◆ **Task statement**: Print each of the entries exactly, leaving nothing out.
+--
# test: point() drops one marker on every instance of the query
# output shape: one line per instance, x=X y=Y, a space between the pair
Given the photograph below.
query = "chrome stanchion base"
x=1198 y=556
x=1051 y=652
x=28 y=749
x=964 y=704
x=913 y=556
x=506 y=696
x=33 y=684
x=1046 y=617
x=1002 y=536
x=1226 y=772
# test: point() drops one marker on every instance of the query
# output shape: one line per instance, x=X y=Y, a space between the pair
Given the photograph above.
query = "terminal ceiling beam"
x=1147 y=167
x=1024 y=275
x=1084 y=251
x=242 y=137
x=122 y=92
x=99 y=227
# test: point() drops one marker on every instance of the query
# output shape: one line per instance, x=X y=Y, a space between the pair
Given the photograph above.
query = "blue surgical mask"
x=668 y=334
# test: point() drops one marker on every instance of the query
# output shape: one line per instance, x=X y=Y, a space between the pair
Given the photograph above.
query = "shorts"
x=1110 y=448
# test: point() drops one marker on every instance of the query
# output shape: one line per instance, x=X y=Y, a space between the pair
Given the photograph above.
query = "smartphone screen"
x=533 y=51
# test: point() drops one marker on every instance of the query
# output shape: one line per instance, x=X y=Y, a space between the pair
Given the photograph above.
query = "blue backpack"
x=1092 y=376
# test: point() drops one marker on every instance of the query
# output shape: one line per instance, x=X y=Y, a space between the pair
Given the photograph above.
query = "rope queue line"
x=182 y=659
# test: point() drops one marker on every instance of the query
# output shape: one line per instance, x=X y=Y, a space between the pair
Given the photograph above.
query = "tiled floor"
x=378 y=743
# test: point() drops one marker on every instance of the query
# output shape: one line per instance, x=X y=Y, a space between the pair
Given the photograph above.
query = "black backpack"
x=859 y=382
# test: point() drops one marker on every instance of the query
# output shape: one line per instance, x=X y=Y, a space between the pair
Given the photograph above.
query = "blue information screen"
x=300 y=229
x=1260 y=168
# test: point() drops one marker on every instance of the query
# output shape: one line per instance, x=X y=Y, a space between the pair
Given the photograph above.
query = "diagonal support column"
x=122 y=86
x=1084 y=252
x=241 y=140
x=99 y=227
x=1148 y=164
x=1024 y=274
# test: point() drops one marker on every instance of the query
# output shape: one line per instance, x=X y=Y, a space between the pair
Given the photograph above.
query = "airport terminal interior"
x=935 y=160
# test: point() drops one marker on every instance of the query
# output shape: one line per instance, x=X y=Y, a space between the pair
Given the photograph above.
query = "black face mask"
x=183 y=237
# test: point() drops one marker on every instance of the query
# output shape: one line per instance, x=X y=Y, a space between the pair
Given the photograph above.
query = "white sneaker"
+--
◆ **Answer to the task**:
# test: point() drops one marker on every instance of the query
# output shape: one line per instance, x=X y=Y, a space between the pair
Given the photograph below.
query = "chrome stanchion base"
x=1198 y=556
x=1051 y=652
x=28 y=749
x=964 y=704
x=913 y=556
x=506 y=696
x=33 y=684
x=1046 y=617
x=1002 y=536
x=1226 y=772
# test: point() drops one marker on every instance of the query
# output shape: one line per instance, x=X y=Y, a space between the pair
Given the photograph above.
query = "terminal ceiling beam"
x=1147 y=167
x=1024 y=275
x=1084 y=251
x=242 y=137
x=122 y=92
x=99 y=227
# test: point() drops one marker on every instance of the query
# output shape: one line per instance, x=X y=Y, a space between the pair
Given the photograph above.
query = "blue surgical mask"
x=668 y=334
# test: point() drops one marker on every instance of the query
# output shape: one line per instance, x=X y=Y, a space between the pair
Given the photograph above.
query = "shorts"
x=1110 y=448
# test: point() drops one marker on every instance of the query
# output shape: one line per instance, x=X y=Y, a space between the pair
Given the photograph above.
query = "smartphone screen"
x=533 y=51
# test: point() drops one marker on every instance of the query
# output shape: one line per instance, x=X y=Y, a space between the pair
Given the photograph above.
query = "blue backpack"
x=1092 y=376
# test: point() drops one marker on every instance of the query
# output shape: one line per instance, x=X y=Y, a space between the pair
Given the photograph above.
query = "rope queue line"
x=182 y=659
# test: point() drops one marker on every instance of the query
# output shape: one line per instance, x=X y=Y, a space between the pair
Given the photograph above.
query = "tiled floor"
x=378 y=743
# test: point() drops one marker on every instance of the query
# output shape: one line per instance, x=X y=Y, a space between the pair
Given the photograph above.
query = "black backpack"
x=859 y=382
# test: point() drops one marker on every instance of the query
# output shape: one line per instance, x=X y=Y, a space between the pair
Given the photograph above.
query = "blue information screen"
x=300 y=229
x=1260 y=168
# test: point() drops one marker on every instance of the query
# output shape: one line per instance, x=X y=Y, a space between the pair
Given the photograph above.
query = "diagonal support column"
x=122 y=86
x=1084 y=252
x=241 y=140
x=99 y=227
x=1148 y=164
x=1024 y=274
# test: point() drops one marker on every instance of the query
# output shape: one line per instance, x=X y=Y, a space between the pair
Given the photograph above.
query = "airport terminal interior"
x=935 y=160
# test: point() drops one marker on every instance of the query
# output shape: one line per instance, x=X y=Y, a space between the pair
Given the photograph above.
query = "black face mask"
x=183 y=237
# test: point() drops one marker on every instance of the query
# output shape: one line per instance, x=X y=Y, a space between the pair
Given the photograph above.
query = "white sneaker"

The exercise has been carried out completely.